* [Provided text]:
§ §
56th Karlovy Vary International Film Festival
- Opening film: Superheroes by Paolo Genovese
- Closing film: Three Thousand Years of Longing by George Miller
- Location: Karlovy Vary, Czech Republic
- Founded: 1946
- Awards: Crystal Globe: Summer with Hope by Sadaf Foroughi
- No. of films: 170
- Festival date: July 1–9, 2022
- Website: www.kviff.com/en/homepage

KVIFF chronology
- 57th 55th

= 56th Karlovy Vary International Film Festival =

Film festival

The 56th Karlovy Vary International Film Festival took place from July 1 to 9, 2022, in Karlovy Vary, Czech Republic.

A total of 170 films were presented at the festival, including twenty-seven world premieres, three international and three European premieres. Canadian-Iranian co-produced film Summer with Hope won the Crystal Globe. The festival paid tributes to Czech actors Eva Zaoralová, Bolek Polívka and composer Zdeněk Liška.

==Juries==
The following were appointed as the juries at the 56th edition:

Crystal Globe Jury
- Benjamin Domenech (Argentina)
- Jan-Ole Gerster (Germany)
- Roman Gutek (Poland)
- Fiorella Moretti (Peru)
- Molly Malene Stensgaard (Denmark)

Proxima Jury
- Yrsa Roca Fannberg (Iceland)
- Pavel Klusák (Czech Republic)
- Michael Rosenberg (United States)
- Myroslav Slaboshpytskyi (Ukraine)

The Ecumenical Jury
- Annette Gjerde Hansen (Norway)
- Veronika Lišková (Czech Republic)
- Théo Péporté (Luxembourg)

Europa Cinemas Label Jury
- Edit Csenki (Hungary)
- Leena Närekangas (Finland)
- Kis Rauff (Denmark)

FIPRESCI Jury
- Nada Azhari Gillon (France)
- Britt Sørensen (Norway)
- Adam Kruk (Poland)
- Gulnara Abikeyeva (Kazakhstan)
- Rasha Hosny (Egypt)
- Marek Čermák (Czech Republic)
§ §
* [Excerpted data]:
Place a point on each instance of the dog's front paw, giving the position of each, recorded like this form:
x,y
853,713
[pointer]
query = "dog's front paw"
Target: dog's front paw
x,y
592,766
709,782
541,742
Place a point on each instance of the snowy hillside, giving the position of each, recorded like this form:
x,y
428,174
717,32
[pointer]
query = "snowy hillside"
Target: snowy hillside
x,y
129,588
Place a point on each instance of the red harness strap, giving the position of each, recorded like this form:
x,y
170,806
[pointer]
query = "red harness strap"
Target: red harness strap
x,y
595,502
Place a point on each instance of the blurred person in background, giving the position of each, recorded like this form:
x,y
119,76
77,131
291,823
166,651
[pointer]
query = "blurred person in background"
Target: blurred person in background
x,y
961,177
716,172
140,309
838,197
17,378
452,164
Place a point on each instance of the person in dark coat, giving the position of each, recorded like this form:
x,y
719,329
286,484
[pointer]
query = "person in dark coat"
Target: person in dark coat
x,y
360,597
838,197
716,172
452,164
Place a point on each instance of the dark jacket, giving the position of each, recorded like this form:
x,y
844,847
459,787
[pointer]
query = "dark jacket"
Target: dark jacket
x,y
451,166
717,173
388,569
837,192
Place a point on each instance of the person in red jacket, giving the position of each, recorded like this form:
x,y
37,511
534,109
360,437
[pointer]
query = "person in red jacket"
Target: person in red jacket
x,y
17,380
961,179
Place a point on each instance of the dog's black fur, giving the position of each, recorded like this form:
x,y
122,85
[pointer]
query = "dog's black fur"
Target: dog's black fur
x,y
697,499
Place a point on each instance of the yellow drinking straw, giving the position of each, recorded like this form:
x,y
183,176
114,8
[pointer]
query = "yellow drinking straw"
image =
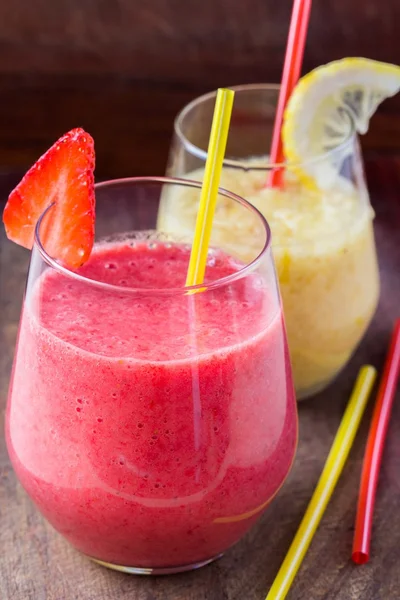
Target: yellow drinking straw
§ §
* [Aim of the task]: Reproduce everything in the Karlovy Vary festival text from "The 56th Karlovy" down to "Fiorella Moretti (Peru)".

* [Result of the task]:
The 56th Karlovy Vary International Film Festival took place from July 1 to 9, 2022, in Karlovy Vary, Czech Republic.

A total of 170 films were presented at the festival, including twenty-seven world premieres, three international and three European premieres. Canadian-Iranian co-produced film Summer with Hope won the Crystal Globe. The festival paid tributes to Czech actors Eva Zaoralová, Bolek Polívka and composer Zdeněk Liška.

==Juries==
The following were appointed as the juries at the 56th edition:

Crystal Globe Jury
- Benjamin Domenech (Argentina)
- Jan-Ole Gerster (Germany)
- Roman Gutek (Poland)
- Fiorella Moretti (Peru)